A description on the EVS Process Miner is given

in Section 2. Section 3 describes two industrial cases

that show the value of combining search and

operation chains in process mining. Section 4

discusses challenges related to search in process

mining projects and alternative solutions. Related

work is given in Section 5, followed by a conclusion

in Section 6.

2 EVS PROCESS MINER

EVS Process Miner is a plug-in based framework for

mining business process instances. It is a part of the

Enterprise Visualization Suite (EVS), which is

developed by Businesscape AS in cooperation with

the Information Systems group at NTNU. EVS is a

family of process mining related applications and the

motivation behind the whole framework is to

provide:

• A framework that targets process mining of

SAP transactions and the magnitude and

diversity of transaction logs in SAP

databases.

• Process mining of process instance logs

that are enriched with substantial amounts

of context information.

Figure 1 shows an overview of the EVS

architecture. EVS contains a pre-processing module,

named EVS Model Builder, which supports

extraction of process related information fragments

from SAP transactions and constructs process

instance information objects are serialized and

stored in a Lucene based search index (Ingvaldsen &

Gulla, 2007). This search index forms the basis for

EVS Process Miner and the search operations

presented in this paper.

When designing the EVS Process Miner, we

were inspired by the flexible work environment

provided in ETL editors. ETL is a process in data

warehousing that involves extracting data from

outside sources, transforming it to fit business

needs, and ultimately loading it into the end target,

typically a data warehouse (Karel, R.,

2007)(Chaudhuri & Umeshwar, 1997). An operation

processes a set of input objects and offers an output

object, which is available for further processing by

other operations. Most ETL tools consist of a

graphical editor where the user can insert operations

and simply drag input-output dependencies between

them.

Figure 2: EVS architectural overview.

The core of the EVS Process Miner is an empty

framework for creating chains of operations and

serializing operation properties. The framework is

constructed such that operations are accessed as

plug-ins through defined extension points. This way,

it is easy to extend the application externally with

new operations. The plug-in architecture is based on

the Eclipse Runtime and the Open Services Gateway

initiative (OSGI) framework

An operation in the EVS Process Miner consists

of programming code for processing inputs and user

interfaces for settings property values. One of the

implemented operations is search. It requires an

available Lucene index with process instance related

information as input, contains a user interface for

specifying a query, and provides an iterator with

search results as output. In addition to this search

operation, the EVS Process Miner contains

operations for visualization, data export, data

transformation and extraction of data mining

models.

> Information supplied
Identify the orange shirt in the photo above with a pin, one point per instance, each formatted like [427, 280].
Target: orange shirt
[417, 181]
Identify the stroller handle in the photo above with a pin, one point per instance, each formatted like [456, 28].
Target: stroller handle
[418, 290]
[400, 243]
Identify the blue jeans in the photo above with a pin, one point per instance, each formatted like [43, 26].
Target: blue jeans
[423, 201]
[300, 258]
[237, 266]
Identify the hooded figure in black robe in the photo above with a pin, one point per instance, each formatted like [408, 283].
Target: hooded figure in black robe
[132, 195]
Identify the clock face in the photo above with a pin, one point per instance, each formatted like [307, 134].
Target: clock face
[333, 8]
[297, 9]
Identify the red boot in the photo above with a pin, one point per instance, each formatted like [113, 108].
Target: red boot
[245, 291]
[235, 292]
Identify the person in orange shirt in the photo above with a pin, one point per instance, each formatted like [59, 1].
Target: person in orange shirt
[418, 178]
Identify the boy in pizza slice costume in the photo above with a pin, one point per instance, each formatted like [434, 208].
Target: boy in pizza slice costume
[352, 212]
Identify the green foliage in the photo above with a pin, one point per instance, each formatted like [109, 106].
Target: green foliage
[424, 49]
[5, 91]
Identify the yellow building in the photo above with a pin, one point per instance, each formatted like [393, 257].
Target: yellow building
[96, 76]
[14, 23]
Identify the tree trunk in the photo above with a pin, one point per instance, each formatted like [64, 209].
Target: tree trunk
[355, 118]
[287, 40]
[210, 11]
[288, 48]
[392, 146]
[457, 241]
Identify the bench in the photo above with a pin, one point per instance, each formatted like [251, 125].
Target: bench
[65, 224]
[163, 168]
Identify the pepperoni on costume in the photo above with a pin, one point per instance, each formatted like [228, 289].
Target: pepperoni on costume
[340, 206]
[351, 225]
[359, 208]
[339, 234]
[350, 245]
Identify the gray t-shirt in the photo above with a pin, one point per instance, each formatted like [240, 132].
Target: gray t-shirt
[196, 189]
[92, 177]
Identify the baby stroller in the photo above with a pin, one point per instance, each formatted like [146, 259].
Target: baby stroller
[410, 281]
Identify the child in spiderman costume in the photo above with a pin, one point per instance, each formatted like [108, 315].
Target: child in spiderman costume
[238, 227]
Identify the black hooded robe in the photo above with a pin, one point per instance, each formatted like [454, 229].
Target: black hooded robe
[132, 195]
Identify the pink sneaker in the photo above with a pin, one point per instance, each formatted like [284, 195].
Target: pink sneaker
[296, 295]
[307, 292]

> Jobs
a – Revise the part of the EVS Process Miner passage that opens with the words containing "processes a set" and closes with "EVS architectural overview.", replacing "graphical editor" with "visual editor".
b – Decide whether each statement agrees with the EVS Process Miner passage. Answer yes or no, and quote the words from the passage that decide it.
(i) EVS is developed by Businesscape AS together with the Information Systems group at NTNU.
(ii) The plug-in architecture of the EVS Process Miner is based on the Eclipse Runtime and the OSGI framework.
(iii) The search operation produces a Lucene index as its output.

> Answers to the tasks
a –
processes a set of input objects and offers an output

object, which is available for further processing by

other operations. Most ETL tools consist of a

visual editor where the user can insert operations

and simply drag input-output dependencies between

them.

Figure 2: EVS architectural overview.

b –
(i) Yes: "developed by Businesscape AS in cooperation with the Information Systems group at NTNU"
(ii) Yes: "The plug-in architecture is based on the Eclipse Runtime and the Open Services Gateway initiative (OSGI) framework"
(iii) No: "provides an iterator with search results as output"